Exercise description: The records come next. Copy all of them exactly.

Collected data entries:
────────────────
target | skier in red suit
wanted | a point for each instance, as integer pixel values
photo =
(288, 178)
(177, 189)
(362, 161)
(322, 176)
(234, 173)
────────────────
Final answer:
target | skier in red suit
wanted | a point for each instance, as integer pixel values
photo =
(288, 178)
(177, 189)
(362, 161)
(322, 176)
(234, 173)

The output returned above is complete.